**DATA:**
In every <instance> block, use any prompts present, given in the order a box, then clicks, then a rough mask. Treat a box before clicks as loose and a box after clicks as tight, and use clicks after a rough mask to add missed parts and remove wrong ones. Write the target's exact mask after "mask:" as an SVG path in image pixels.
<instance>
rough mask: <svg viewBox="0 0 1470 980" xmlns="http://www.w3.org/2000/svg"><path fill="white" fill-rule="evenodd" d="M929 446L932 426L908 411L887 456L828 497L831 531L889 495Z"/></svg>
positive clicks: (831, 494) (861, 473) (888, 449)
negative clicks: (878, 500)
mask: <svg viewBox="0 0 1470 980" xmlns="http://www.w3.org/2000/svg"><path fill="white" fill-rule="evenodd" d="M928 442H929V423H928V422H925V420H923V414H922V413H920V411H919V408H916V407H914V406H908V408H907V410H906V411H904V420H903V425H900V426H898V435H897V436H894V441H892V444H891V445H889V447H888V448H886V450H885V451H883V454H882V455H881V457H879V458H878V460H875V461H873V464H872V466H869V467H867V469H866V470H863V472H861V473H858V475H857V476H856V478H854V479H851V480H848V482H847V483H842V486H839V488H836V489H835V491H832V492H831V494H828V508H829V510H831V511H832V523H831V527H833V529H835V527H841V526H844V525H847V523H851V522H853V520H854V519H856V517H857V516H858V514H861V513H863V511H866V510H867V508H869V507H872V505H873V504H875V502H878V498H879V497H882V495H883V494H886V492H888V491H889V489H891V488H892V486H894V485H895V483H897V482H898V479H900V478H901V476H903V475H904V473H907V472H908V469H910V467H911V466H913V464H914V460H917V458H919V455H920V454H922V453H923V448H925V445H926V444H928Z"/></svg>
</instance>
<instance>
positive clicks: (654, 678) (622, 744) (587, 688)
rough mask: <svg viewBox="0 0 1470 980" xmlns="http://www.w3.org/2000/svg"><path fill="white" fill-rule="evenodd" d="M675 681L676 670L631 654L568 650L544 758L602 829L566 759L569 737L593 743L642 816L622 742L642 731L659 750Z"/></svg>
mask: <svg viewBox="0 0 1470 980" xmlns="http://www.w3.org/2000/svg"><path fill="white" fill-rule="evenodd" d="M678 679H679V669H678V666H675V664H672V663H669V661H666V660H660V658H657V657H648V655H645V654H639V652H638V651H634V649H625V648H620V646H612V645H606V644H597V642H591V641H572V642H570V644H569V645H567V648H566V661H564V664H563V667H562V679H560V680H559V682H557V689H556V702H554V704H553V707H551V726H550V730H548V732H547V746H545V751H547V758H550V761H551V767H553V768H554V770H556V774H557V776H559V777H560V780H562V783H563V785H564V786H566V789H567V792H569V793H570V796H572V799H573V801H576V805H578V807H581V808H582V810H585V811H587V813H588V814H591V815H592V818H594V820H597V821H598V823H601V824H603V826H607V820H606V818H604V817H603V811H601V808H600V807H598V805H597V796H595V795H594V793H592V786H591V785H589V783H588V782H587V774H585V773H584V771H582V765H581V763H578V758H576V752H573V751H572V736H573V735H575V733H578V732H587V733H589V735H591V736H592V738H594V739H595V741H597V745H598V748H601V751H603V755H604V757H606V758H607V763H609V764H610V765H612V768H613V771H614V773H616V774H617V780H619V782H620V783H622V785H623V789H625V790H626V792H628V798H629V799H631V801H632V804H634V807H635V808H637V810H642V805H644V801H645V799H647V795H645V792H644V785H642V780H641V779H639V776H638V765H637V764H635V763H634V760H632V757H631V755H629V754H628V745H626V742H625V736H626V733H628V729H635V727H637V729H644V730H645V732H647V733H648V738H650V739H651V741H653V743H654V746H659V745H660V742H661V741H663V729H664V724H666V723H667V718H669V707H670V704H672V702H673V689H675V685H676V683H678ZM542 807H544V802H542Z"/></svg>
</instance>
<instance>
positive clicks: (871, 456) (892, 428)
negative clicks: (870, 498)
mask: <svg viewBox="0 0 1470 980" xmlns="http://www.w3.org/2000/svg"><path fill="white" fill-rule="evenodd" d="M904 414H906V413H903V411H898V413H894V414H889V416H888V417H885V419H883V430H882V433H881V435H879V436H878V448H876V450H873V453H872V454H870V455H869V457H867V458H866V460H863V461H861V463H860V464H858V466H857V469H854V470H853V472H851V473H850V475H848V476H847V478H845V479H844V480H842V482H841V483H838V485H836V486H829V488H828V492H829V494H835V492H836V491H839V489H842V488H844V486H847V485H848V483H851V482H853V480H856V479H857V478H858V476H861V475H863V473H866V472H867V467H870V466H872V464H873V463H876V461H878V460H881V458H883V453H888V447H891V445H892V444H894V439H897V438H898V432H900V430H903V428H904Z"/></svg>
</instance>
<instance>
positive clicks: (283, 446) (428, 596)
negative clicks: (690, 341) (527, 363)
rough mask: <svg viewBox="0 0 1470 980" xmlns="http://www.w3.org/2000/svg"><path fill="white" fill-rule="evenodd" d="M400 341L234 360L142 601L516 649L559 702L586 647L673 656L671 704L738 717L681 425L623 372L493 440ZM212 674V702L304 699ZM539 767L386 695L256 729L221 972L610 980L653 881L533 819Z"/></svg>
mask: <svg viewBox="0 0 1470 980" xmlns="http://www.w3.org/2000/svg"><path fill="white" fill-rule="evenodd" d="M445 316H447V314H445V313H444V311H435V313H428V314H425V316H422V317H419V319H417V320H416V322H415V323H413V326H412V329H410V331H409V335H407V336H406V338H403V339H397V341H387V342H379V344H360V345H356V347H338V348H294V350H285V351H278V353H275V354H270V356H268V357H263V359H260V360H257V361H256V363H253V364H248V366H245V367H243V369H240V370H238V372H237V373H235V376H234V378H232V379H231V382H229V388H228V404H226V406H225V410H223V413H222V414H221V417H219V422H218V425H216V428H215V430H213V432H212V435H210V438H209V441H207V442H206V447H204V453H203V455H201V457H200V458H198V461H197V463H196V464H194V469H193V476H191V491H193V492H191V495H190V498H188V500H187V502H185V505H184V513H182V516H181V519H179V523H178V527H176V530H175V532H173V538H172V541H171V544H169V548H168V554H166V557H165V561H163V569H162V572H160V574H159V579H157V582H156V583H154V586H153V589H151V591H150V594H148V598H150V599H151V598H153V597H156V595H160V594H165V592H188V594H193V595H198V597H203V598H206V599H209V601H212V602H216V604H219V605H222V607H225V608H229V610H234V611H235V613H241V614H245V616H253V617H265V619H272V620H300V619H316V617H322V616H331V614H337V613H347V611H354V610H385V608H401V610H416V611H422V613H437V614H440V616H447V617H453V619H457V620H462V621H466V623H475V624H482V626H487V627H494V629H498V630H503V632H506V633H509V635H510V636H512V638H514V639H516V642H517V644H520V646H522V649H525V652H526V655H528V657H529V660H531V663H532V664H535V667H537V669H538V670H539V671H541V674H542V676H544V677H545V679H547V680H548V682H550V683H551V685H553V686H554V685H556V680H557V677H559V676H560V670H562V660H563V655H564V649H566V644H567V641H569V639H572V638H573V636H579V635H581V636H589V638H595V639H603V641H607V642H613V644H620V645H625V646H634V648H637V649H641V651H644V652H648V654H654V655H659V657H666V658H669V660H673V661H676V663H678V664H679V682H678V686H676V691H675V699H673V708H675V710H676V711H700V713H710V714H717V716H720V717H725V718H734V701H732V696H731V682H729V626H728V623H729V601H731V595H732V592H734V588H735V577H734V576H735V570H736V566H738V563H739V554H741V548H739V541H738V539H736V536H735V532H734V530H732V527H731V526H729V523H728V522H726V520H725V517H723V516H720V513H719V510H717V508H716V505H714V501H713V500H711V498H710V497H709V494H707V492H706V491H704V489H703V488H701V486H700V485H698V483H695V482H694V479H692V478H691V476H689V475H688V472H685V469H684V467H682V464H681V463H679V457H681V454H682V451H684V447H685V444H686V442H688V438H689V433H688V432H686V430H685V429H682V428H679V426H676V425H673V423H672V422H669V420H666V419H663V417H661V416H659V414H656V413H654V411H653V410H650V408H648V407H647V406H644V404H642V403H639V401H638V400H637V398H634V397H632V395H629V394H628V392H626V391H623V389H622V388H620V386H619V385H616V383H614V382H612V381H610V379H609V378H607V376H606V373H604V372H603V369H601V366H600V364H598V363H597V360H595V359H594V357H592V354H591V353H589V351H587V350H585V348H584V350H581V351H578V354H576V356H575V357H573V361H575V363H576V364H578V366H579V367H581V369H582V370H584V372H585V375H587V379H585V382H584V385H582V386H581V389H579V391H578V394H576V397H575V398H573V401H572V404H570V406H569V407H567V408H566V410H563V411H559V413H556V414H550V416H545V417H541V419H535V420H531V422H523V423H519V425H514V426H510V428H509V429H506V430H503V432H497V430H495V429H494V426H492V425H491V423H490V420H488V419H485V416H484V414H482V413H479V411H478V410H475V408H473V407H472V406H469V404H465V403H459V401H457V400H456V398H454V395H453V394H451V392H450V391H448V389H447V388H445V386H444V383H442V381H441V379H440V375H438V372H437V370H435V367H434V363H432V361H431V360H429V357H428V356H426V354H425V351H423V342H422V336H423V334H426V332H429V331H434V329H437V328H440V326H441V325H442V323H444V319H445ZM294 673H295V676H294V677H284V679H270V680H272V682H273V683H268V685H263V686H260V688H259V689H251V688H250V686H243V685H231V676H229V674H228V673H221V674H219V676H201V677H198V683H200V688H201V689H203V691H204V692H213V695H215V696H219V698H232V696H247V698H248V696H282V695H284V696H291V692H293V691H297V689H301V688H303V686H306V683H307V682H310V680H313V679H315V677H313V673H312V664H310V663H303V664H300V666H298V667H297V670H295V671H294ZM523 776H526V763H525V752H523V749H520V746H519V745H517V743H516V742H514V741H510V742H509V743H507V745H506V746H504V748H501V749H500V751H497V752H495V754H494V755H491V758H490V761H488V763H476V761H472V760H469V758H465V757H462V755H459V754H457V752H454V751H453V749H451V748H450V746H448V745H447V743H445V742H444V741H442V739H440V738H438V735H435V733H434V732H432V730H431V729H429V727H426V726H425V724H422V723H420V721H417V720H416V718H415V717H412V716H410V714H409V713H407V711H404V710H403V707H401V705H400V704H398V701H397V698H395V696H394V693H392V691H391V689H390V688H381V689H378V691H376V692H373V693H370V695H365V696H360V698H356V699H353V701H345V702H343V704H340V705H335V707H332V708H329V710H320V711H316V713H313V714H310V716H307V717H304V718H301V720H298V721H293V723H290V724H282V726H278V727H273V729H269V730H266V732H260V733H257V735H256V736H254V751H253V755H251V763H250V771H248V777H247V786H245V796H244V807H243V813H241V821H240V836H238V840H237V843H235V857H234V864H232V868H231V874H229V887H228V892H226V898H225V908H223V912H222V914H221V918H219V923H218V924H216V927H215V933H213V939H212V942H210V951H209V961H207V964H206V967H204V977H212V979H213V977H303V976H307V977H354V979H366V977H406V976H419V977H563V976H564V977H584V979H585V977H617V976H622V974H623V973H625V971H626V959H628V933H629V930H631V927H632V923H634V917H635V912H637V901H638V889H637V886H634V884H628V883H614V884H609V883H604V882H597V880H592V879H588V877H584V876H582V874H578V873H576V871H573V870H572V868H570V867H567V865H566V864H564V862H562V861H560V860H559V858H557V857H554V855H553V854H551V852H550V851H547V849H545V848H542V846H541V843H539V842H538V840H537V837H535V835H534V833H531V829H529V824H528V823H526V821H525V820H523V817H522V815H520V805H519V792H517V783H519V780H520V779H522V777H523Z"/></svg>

**WHAT YOU WILL DO:**
Copy out the listing word for word, starting at the very beginning and ending at the line containing "positive clicks: (831, 494)", both of those lines included.

**TASK OUTPUT:**
In every <instance> block, use any prompts present, given in the order a box, then clicks, then a rough mask. Treat a box before clicks as loose and a box after clicks as tight, and use clicks after a rough mask to add missed parts and remove wrong ones. Write the target's exact mask after "mask:" as an SVG path in image pixels.
<instance>
rough mask: <svg viewBox="0 0 1470 980" xmlns="http://www.w3.org/2000/svg"><path fill="white" fill-rule="evenodd" d="M929 446L932 426L908 411L887 456L828 497L831 531L889 495Z"/></svg>
positive clicks: (831, 494) (861, 473) (888, 449)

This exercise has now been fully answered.